#### What to produce:
Provide nothing except how many lines of the data contain the word "barn".

#### Information given:
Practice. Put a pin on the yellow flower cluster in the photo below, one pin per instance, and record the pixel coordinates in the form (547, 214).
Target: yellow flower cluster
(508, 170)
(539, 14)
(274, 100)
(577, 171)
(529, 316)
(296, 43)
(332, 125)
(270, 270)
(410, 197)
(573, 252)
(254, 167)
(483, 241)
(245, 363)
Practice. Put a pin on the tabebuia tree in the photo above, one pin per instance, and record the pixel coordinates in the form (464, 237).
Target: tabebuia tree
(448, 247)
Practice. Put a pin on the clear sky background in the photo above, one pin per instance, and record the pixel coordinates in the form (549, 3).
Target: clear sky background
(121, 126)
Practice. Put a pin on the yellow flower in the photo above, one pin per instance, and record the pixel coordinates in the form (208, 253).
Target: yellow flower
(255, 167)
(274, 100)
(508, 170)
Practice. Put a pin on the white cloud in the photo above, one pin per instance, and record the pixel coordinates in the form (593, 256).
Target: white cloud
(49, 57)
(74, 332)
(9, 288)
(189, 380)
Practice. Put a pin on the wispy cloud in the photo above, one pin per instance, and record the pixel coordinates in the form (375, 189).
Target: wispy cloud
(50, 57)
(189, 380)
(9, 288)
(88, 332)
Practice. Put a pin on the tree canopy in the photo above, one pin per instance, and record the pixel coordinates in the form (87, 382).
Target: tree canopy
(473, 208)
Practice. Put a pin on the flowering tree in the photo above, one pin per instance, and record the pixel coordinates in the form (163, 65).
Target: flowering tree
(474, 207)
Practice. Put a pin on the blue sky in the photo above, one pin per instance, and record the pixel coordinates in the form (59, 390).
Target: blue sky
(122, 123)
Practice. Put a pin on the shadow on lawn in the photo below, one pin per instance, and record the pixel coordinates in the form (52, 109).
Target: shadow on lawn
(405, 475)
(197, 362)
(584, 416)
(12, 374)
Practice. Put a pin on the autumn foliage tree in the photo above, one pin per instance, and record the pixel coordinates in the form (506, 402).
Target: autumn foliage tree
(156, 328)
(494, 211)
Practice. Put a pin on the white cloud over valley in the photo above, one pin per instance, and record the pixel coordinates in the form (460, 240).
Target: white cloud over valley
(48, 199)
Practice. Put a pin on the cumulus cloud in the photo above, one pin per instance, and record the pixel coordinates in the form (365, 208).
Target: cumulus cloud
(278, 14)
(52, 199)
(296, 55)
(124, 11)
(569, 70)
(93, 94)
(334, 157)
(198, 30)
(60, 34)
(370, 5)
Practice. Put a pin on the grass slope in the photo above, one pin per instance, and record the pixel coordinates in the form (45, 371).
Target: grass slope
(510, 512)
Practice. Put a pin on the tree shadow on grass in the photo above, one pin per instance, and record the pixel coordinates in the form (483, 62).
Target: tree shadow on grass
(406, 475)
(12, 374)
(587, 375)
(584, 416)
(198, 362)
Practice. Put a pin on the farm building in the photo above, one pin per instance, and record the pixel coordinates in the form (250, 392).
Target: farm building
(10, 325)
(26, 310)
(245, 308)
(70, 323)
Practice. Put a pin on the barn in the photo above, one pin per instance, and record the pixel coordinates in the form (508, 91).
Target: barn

#### Exercise response:
2